- _Goal of the exercise_
The answer must consist of each line below that holds the word "panel", copied as it stands.

Photo-based referring expression data:
────────

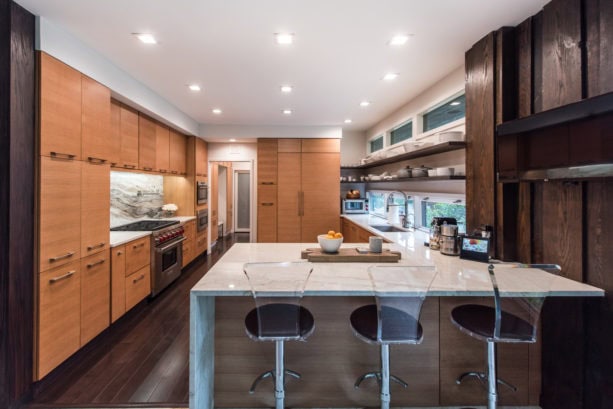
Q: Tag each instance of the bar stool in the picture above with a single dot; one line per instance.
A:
(513, 319)
(277, 289)
(399, 293)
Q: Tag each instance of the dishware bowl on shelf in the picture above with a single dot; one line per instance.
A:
(445, 171)
(329, 245)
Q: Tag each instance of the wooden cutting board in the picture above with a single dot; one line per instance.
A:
(350, 255)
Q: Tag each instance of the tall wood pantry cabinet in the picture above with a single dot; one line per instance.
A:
(298, 189)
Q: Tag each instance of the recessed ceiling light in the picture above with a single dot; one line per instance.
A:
(146, 38)
(390, 76)
(400, 39)
(284, 38)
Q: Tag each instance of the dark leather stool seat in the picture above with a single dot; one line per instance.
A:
(289, 321)
(480, 320)
(403, 327)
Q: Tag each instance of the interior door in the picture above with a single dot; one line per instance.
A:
(321, 192)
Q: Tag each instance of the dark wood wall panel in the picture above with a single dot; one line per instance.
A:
(480, 184)
(561, 80)
(523, 51)
(558, 221)
(599, 312)
(599, 43)
(17, 118)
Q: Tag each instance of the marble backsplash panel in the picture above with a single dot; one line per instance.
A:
(135, 196)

────────

- _Output below_
Q: Tag each instance of the dark wood wall panel in the picture above with a single dot; one line per instance.
Q: Tag each instance of the marble backsplash panel in the picture above with a single dot; one line per instance.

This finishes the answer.